• [Work to do]: Could you print all the entries exactly?

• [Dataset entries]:
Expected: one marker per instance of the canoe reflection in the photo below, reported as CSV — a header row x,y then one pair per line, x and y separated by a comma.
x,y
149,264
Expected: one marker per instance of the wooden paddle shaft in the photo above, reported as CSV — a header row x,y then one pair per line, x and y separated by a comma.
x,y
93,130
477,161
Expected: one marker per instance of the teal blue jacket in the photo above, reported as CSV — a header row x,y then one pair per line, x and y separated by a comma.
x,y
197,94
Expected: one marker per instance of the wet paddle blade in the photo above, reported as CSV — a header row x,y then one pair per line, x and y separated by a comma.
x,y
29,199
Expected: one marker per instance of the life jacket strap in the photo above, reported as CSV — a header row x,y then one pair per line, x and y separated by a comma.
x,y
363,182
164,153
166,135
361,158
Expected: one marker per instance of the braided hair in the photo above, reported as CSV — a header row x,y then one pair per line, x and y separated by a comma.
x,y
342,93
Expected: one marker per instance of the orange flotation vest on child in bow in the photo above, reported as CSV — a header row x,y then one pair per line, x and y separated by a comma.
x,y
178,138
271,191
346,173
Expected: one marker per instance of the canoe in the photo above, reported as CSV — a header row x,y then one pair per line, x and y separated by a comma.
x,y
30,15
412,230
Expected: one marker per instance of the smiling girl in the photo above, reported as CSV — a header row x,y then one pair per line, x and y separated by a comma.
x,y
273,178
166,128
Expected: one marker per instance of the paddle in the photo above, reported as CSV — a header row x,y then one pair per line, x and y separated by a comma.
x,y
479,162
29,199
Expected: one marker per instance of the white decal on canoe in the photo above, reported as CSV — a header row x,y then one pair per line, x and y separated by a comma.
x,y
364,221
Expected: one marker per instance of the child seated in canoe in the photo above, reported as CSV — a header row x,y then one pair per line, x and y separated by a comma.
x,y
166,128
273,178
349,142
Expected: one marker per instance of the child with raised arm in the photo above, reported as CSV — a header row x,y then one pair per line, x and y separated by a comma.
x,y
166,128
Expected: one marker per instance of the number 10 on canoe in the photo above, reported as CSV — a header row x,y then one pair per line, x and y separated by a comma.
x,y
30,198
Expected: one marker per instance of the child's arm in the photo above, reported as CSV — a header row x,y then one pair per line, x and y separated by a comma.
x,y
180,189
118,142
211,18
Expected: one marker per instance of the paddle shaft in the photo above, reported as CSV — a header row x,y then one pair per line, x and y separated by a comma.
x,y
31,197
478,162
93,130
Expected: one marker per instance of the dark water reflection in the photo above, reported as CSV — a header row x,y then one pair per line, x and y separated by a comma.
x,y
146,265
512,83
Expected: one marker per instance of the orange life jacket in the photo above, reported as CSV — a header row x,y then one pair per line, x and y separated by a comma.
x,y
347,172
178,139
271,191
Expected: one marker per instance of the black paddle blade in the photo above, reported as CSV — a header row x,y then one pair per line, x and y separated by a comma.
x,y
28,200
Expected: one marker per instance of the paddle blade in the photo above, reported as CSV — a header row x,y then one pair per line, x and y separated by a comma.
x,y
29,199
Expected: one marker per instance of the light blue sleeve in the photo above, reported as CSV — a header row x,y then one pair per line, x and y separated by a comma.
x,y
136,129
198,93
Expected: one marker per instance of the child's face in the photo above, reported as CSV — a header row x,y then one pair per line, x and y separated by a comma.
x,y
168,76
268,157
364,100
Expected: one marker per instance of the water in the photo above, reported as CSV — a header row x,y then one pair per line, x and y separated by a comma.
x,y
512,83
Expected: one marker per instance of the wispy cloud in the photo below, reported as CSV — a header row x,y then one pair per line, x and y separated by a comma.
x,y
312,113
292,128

• [Answer to the task]:
Expected: one marker per instance of the canoe reflection in the photo below, reported as CSV — a header row x,y then one pair per line, x and y separated by a comma.
x,y
149,264
Expected: one marker per instance of the wooden paddle shaft in the photo above, reported as CSV — a header row x,y then one pair per line, x and y separated by a comma.
x,y
93,130
477,161
Expected: one marker per instance of the teal blue jacket in the photo above, reported as CSV — a header row x,y then one pair per line, x and y separated by a comma.
x,y
197,94
Expected: one marker per instance of the wet paddle blade in the photo above, reported as CSV — a header row x,y then one pair per line, x and y separated by a comma.
x,y
29,199
Expected: one marker per instance of the life jacket strap in the photo above, reported as CSV — a header row x,y then one pair per line, x and y separated by a comma.
x,y
363,182
164,153
166,135
361,158
Expected: one marker per instance of the braided hair in the photo above, reported as CSV — a header row x,y then one pair per line, x and y separated by a comma.
x,y
342,93
Expected: one marker per instance of the orange flotation vest on child in bow in the photo above, reported as CSV — a header row x,y then one pair per line, x and y separated by a comma.
x,y
178,138
271,191
346,173
Expected: one marker per instance of the canoe in the photo above, reported as CSV — a header row x,y then one pair per line, x and y separated by a comma.
x,y
30,15
412,230
Expected: one marker per instance of the smiling girl in the photo above, reported as CSV — a header row x,y then one pair per line, x and y separated by a comma.
x,y
273,178
166,128
Expected: one marker per instance of the paddle in the photo above, reported as CSV — a header row x,y then one pair per line, x and y separated by a comma.
x,y
479,162
29,199
Expected: one marker per instance of the white decal on canoe in the photo above, reported as CSV — a header row x,y then one pair per line, x and y separated by a comma.
x,y
364,221
Expected: one marker per instance of the child seated in canoe in the photo above, reported as CSV — a header row x,y then one pair per line, x and y separated by a comma.
x,y
166,128
273,178
349,142
Expected: one marker per instance of the child with raised arm in the photo above, reported as CSV — a header row x,y then one pair per line, x and y separated by a comma.
x,y
166,128
Expected: one marker per instance of the number 10 on canoe in the photo above, reported as CSV — a header row x,y then one pair per line, x and y separated by a comma.
x,y
30,198
Expected: one marker per instance of the child's arm in the photo above, reported as CSV — a header row x,y then one pair per line, x and y separated by a comma.
x,y
180,189
118,142
211,18
Expected: one marker per instance of the paddle shaft in the photo above, reported as CSV — a header row x,y then one pair per line, x and y separated by a comma.
x,y
31,197
478,162
93,130
Expected: one marker per instance of the dark water reflection in the photo above, reported as CSV — a header row x,y then one pair per line, x and y separated by a comma.
x,y
146,265
512,83
Expected: one marker per instance of the orange life jacket in the photo above, reported as CSV — a header row x,y then one pair per line, x and y separated by a comma.
x,y
347,172
178,139
271,191
Expected: one marker per instance of the black paddle blade in the photo above, reported as CSV — a header row x,y then one pair per line, x and y separated by a comma.
x,y
28,200
Expected: one marker per instance of the paddle blade in the photo above, reported as CSV — a header row x,y then one pair per line, x and y separated by a comma.
x,y
29,199
Expected: one marker per instance of the light blue sleeve in the photo above, reported as CSV — a header row x,y then one pair per line, x and y separated by a comma.
x,y
136,129
198,93
Expected: one marker per instance of the child's face in the photo above, reported as CSV — a header row x,y then one pair per line, x and y separated by a comma.
x,y
168,76
268,157
364,100
Expected: one marker per instance of the water in the photo above, reported as CSV — a header row x,y then one pair per line, x and y separated by a comma.
x,y
512,83
Expected: one marker per instance of the wispy cloud in the photo below, reported as CSV — a header row x,y then one pair per line, x and y separated by a comma.
x,y
312,113
292,128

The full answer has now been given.